-- RECORDS FOR THIS TASK follows --
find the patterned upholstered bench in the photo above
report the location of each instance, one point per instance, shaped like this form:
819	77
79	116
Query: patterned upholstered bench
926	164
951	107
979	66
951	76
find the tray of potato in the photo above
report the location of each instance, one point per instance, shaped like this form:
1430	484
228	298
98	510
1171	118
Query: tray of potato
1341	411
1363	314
-- RECORDS FOR THIS TASK concluded --
-- RECORDS FOR THIS TASK follows --
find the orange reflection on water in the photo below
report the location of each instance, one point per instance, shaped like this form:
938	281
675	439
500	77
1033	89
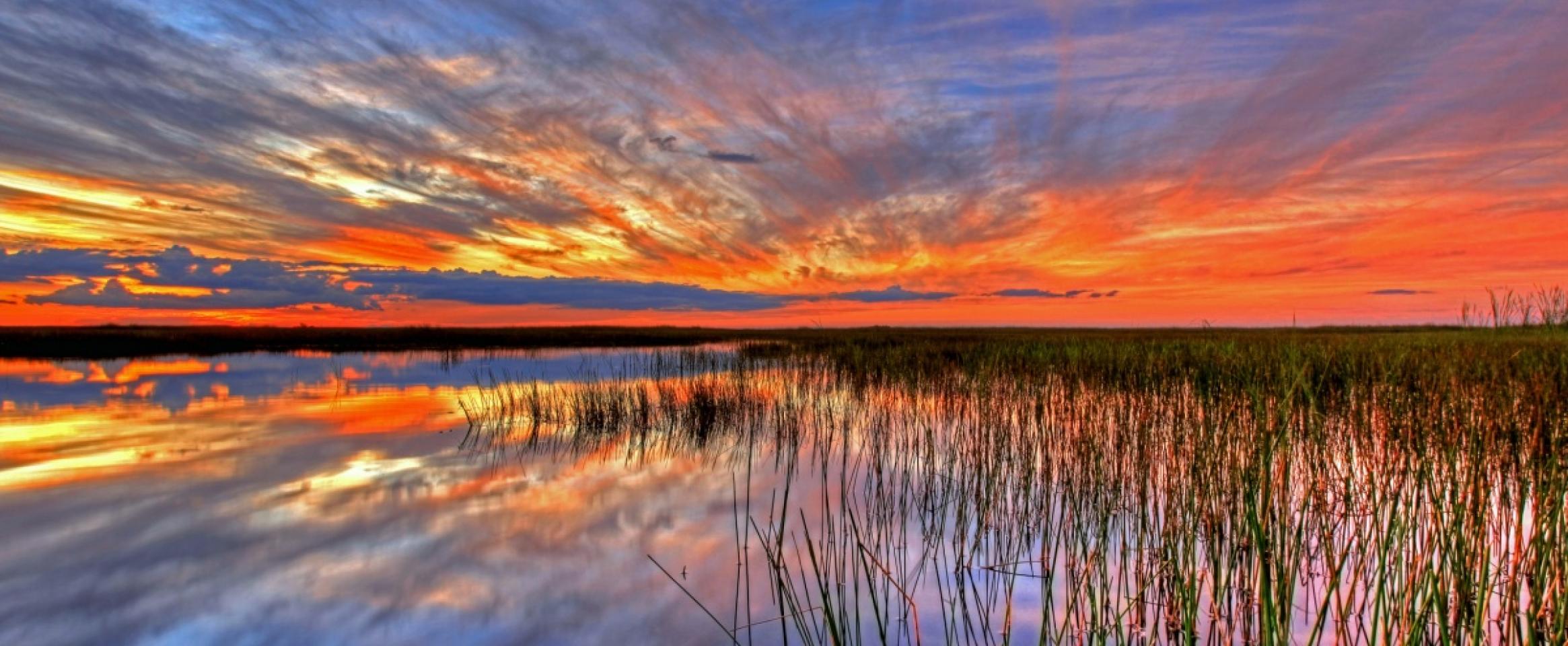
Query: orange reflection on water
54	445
-- RECORDS FOR THIS TASK concluded --
-- RECORDS FOR THIS TASK follows --
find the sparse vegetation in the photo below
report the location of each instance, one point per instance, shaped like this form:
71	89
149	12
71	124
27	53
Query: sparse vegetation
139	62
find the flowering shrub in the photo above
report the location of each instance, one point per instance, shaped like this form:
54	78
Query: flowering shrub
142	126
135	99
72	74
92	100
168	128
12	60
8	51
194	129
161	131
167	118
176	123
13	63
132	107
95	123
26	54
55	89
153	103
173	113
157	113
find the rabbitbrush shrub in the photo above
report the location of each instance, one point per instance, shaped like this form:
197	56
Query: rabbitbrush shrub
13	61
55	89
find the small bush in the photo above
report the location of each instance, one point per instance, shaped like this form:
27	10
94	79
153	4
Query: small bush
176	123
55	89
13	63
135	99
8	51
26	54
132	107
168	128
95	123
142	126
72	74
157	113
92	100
-- RECORDS FOR THIS TASK concluded --
§ TASK ITEM:
The word to find is "below". Copy every line of the data that holds it.

§ EXERCISE ANSWER:
find the orange reflection on water in the photo below
find the sparse vegetation in the photo below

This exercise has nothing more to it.